■ Referring expression data
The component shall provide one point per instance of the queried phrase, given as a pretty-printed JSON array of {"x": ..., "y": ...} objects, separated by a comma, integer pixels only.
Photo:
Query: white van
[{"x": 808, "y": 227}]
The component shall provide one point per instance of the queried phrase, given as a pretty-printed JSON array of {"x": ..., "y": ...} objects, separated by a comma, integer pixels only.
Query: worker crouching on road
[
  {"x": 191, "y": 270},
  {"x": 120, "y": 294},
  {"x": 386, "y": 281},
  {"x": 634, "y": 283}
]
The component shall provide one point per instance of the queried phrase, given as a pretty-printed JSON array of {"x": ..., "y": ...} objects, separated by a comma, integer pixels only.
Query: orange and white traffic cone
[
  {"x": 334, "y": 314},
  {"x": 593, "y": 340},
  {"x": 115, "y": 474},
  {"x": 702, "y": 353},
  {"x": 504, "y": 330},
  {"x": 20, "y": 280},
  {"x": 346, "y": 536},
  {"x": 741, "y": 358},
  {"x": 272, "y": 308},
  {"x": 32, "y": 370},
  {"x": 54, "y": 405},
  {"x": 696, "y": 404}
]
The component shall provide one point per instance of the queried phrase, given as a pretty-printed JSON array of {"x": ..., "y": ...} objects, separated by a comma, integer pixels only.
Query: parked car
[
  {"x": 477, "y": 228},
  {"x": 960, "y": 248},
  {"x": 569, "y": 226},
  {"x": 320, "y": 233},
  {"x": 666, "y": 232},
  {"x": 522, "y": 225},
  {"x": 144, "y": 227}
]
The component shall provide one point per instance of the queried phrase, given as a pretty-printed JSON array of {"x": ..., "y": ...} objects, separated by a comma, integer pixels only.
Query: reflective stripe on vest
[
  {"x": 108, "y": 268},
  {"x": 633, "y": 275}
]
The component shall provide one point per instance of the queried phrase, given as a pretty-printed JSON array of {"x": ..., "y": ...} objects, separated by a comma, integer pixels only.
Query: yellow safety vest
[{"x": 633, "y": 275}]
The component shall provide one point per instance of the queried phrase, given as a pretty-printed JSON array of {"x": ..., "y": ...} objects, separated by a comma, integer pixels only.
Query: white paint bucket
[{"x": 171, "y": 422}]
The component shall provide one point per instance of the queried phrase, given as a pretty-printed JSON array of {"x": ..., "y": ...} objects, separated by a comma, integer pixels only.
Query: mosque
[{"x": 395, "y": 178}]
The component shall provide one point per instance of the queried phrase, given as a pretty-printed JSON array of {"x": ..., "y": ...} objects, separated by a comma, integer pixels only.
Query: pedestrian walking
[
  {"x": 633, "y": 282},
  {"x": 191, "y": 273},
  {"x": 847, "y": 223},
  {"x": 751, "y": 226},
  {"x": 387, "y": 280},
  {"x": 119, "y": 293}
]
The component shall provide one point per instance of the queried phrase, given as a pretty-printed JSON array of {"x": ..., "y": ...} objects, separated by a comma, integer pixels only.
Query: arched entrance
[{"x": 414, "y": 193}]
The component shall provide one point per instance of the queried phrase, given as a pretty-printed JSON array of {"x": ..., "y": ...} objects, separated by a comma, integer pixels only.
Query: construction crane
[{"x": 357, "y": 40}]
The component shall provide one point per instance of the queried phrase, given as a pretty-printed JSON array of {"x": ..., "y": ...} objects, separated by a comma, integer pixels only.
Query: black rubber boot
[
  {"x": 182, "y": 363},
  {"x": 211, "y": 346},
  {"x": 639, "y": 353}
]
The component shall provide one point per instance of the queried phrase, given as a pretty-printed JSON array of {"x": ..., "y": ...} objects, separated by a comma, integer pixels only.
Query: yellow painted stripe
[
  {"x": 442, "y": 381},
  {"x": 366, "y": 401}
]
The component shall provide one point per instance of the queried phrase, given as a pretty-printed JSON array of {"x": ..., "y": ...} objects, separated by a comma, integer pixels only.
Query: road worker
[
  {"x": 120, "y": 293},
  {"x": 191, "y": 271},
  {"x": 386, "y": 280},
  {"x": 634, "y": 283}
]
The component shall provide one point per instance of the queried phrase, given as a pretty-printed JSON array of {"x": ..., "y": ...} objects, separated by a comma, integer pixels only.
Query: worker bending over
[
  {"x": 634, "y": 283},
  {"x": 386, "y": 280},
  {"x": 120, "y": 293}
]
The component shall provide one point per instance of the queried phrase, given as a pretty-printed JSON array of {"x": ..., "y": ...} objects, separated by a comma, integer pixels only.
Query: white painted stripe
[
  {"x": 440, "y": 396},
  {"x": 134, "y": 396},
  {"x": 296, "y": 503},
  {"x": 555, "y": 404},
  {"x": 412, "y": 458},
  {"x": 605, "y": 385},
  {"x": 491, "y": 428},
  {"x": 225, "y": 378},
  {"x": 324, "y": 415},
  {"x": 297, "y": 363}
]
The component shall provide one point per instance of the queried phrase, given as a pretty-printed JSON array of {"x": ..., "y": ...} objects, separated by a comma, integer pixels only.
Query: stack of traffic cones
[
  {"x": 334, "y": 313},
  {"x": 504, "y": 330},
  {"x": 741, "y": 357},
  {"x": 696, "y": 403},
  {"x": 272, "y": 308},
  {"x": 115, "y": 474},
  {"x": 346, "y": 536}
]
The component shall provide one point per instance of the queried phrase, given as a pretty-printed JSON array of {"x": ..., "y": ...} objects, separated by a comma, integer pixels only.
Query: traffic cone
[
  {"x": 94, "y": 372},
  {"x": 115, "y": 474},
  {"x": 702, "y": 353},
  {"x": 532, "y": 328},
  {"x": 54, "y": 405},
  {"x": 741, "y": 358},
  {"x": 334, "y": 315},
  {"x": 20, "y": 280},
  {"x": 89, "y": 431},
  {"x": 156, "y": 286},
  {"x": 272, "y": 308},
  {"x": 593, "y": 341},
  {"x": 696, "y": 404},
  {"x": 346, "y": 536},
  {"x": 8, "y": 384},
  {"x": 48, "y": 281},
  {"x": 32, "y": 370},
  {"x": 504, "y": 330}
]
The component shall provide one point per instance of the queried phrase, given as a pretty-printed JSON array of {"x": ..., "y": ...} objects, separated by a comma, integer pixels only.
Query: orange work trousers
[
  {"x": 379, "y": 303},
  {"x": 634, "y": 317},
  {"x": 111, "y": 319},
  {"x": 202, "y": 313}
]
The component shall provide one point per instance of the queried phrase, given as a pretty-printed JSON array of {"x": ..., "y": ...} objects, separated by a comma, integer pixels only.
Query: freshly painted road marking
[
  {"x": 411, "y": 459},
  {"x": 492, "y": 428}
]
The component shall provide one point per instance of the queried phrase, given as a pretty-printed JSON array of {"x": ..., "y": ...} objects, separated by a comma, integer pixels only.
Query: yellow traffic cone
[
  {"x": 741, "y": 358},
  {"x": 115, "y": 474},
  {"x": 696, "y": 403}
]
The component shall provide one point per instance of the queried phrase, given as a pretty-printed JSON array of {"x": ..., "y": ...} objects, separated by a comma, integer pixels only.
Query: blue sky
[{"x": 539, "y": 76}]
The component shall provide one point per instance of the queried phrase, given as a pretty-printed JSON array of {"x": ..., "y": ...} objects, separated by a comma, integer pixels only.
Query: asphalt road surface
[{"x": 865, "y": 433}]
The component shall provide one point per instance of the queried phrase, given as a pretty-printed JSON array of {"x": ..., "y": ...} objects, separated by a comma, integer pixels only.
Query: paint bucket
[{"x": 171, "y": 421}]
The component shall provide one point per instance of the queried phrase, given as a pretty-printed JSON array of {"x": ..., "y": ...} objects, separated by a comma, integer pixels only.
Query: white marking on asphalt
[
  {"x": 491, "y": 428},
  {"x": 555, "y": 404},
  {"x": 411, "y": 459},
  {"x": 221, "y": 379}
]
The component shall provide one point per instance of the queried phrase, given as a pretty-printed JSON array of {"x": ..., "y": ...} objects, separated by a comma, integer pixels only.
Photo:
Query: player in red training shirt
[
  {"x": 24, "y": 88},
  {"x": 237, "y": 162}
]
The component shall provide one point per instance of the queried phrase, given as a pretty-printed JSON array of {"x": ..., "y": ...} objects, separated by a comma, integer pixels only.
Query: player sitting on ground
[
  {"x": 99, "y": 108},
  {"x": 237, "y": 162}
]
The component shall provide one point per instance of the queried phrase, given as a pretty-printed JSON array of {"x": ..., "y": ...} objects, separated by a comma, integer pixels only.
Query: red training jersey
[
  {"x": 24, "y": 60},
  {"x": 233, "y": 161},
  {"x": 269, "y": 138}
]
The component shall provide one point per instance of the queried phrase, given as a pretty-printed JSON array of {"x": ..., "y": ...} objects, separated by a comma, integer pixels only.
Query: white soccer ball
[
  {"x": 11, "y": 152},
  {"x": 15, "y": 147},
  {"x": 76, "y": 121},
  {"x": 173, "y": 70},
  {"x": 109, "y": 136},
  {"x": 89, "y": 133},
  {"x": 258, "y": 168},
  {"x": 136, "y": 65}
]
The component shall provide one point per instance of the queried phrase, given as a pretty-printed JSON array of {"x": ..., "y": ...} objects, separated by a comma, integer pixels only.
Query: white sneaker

■ What to do
Return only this span, exactly: the line that contains "Query: red training jersey" and all lines after it to the end of the records.

■ Exercise solution
Query: red training jersey
[
  {"x": 24, "y": 60},
  {"x": 233, "y": 161},
  {"x": 269, "y": 138}
]
The component shall provide one point per instance of the queried phrase, given as a pretty-printed JSON array of {"x": ..., "y": ...} objects, separated by a comma, integer pixels only.
Query: white soccer ball
[
  {"x": 11, "y": 152},
  {"x": 15, "y": 147},
  {"x": 76, "y": 121},
  {"x": 173, "y": 70},
  {"x": 109, "y": 136},
  {"x": 89, "y": 133},
  {"x": 258, "y": 168},
  {"x": 136, "y": 65}
]
The component shall provide one point per instance of the queried phrase, given as a pretty-printed JSON array of {"x": ..., "y": ...} objects, separated by a comma, integer pixels only.
Query: white sneaker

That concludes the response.